## ÉTAPES DE L'EXERCICE
A. Dans l'extrait sur l'élevage breton, relevez toutes les catégories d'éleveurs et de producteurs citées dans la question posée au gouvernement.
B. Selon l'extrait sur l'élevage breton, à quelle date la FRSEA et les JA de Bretagne ont-ils diffusé leur communiqué ?
C. Reprenez l'extrait sur l'élevage breton juste après sa dernière phrase.

FRSEA/JA Bretagne : « Rien pour les élevages granivores »
« Pris en étau entre des prix qui baissent et des charges qui ne cessent d'augmenter, l'élevage breton est en danger », écrivent la FRSEA et les JA de Bretagne dans un communiqué du 22 mars.
« Que propose le gouvernement pour les éleveurs de porcs, de volailles, de lapins et les producteurs d'œufs ? Rien ! Hélas rien, alors que ces productions sont, à l'heure actuelle, les secteurs où l'emploi est d'ores et déjà en péril, à la fois dans les élevages mais aussi dans l'agroalimentaire. Pour preuve la situation des groupes Doux en volaille et GAD en viande porcine. Combien faudra-t-il encore d'arrêts d'élevage, de fermetures d'abattoirs, d'emplois perdus et de dépôts de bilan avant que le gouvernement n'entende les demandes du syndicalisme FRSEA/JA Bretagne ? »

(Entrées d'étiquetage de position d'objets)

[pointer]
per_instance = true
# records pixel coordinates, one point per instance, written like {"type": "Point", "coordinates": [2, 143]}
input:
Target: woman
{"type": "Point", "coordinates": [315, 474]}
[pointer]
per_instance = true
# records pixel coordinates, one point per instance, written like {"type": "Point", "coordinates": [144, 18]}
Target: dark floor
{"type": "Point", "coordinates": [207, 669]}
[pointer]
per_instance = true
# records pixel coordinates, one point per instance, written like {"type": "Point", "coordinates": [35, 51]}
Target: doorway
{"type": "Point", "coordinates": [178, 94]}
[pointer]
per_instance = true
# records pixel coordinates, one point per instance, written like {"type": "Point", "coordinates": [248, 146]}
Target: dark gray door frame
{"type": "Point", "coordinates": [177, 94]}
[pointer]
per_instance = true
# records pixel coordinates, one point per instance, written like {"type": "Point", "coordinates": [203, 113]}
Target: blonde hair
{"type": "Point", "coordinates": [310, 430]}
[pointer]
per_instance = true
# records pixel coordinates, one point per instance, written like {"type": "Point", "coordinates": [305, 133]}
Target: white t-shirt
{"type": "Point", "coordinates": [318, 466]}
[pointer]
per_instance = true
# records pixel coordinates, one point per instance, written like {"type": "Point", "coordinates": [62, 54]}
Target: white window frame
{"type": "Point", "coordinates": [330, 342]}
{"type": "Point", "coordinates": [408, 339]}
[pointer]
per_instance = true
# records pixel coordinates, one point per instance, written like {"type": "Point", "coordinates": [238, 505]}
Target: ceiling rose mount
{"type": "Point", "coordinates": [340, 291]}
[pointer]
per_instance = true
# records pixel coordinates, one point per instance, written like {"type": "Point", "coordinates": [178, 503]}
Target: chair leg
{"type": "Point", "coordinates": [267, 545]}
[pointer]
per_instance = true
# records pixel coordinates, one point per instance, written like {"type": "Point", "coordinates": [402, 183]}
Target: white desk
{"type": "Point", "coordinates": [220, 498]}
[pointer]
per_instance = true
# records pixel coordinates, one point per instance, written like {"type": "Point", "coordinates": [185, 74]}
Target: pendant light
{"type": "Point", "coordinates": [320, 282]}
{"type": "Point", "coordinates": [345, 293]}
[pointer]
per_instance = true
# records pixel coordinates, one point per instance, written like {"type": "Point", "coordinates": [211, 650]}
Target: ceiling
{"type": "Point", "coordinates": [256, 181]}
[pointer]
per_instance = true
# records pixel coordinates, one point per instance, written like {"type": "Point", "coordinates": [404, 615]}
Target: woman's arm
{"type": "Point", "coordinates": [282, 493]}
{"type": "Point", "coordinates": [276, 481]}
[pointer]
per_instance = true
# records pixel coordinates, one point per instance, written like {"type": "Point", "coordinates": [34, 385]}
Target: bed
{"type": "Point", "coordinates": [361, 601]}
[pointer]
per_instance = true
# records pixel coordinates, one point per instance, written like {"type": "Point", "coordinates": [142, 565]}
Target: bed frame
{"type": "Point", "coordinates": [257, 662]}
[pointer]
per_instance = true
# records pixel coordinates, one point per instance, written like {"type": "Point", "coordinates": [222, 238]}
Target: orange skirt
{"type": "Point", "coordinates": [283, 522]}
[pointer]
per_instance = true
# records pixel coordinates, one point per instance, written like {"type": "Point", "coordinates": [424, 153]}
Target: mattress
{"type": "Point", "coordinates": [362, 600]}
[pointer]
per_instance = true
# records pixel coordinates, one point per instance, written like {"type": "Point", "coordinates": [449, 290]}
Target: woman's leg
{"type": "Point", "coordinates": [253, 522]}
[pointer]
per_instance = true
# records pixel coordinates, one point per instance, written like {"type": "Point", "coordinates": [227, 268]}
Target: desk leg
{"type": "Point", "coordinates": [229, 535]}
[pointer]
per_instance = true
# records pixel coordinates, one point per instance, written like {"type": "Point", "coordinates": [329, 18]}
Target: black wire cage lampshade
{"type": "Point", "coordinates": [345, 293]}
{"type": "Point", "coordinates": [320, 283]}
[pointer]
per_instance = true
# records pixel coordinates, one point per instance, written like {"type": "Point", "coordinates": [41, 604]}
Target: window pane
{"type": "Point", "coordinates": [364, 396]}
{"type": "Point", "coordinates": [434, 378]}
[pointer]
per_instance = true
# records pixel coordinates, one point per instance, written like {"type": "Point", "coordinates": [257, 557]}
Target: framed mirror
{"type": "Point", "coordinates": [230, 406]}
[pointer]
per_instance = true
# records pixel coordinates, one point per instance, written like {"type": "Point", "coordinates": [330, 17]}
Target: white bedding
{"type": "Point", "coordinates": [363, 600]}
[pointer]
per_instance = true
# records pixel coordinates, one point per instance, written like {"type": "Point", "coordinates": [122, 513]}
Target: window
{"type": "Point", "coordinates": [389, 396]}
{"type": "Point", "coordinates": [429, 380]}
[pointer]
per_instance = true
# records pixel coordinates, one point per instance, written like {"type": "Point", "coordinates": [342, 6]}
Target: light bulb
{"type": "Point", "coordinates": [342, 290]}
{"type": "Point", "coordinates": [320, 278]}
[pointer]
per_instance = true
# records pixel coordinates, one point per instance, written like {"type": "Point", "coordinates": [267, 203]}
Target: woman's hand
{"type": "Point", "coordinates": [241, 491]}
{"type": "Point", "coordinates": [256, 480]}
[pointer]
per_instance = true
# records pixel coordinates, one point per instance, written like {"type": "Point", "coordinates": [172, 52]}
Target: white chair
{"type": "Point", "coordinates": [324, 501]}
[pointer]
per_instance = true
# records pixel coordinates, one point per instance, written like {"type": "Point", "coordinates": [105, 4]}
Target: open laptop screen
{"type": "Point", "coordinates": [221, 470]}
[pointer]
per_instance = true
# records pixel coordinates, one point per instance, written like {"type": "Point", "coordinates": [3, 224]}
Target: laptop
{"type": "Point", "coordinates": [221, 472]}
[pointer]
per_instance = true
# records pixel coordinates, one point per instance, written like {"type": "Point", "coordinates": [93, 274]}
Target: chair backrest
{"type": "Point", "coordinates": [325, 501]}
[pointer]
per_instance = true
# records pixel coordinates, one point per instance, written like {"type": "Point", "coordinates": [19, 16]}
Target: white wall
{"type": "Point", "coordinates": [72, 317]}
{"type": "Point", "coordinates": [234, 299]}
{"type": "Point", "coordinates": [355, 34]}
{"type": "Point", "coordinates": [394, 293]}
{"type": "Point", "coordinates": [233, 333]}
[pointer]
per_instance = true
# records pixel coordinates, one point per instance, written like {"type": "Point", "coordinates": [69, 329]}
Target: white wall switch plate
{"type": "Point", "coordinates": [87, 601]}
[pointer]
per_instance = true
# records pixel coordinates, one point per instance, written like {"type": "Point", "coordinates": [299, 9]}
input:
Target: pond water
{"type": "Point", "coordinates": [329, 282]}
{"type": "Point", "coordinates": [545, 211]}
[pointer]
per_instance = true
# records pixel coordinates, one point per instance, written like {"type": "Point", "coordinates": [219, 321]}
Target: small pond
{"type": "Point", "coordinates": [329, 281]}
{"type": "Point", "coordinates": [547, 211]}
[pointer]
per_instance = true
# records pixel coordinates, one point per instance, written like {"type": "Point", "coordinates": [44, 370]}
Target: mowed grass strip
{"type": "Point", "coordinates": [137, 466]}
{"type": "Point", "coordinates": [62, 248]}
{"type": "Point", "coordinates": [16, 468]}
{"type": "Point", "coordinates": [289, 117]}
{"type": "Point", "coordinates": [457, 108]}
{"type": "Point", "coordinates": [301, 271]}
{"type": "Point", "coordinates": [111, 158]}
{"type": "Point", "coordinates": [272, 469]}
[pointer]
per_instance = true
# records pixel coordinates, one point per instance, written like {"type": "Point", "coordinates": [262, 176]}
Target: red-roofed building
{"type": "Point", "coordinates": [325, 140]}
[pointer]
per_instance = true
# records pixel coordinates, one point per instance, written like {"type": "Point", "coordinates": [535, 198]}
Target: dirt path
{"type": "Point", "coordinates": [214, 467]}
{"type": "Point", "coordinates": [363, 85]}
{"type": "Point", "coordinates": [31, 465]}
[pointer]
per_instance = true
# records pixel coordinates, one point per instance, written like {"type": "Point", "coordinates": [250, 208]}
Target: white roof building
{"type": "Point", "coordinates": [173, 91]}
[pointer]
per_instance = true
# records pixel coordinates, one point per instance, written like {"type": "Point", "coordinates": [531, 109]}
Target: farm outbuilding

## RÉSULTATS
A. Éleveurs de porcs ; éleveurs de volailles ; éleveurs de lapins ; producteurs d'œufs.

B. Le 22 mars.

C.
« Au-delà des aides, tous les éleveurs ont besoin de prix rémunérateurs en adéquation avec les marchés. Nos revendications dans ce sens ne coûtent rien. Nous demandons juste un peu de courage politique et d'ambition pour assurer la compétitivité de nos élevages et des activités agroalimentaires qui en découlent. Aussi, nous demandons aux pouvoirs publics :
- d'informer le consommateur par l'affichage de l'origine nationale sur tous les produits alimentaires,
- d'être le garant de relations commerciales équilibrées permettant la répercussion des hausses de charges supportées par les producteurs,
- de mettre fin à la suradministration et à la pression normative qui découragent les éleveurs. »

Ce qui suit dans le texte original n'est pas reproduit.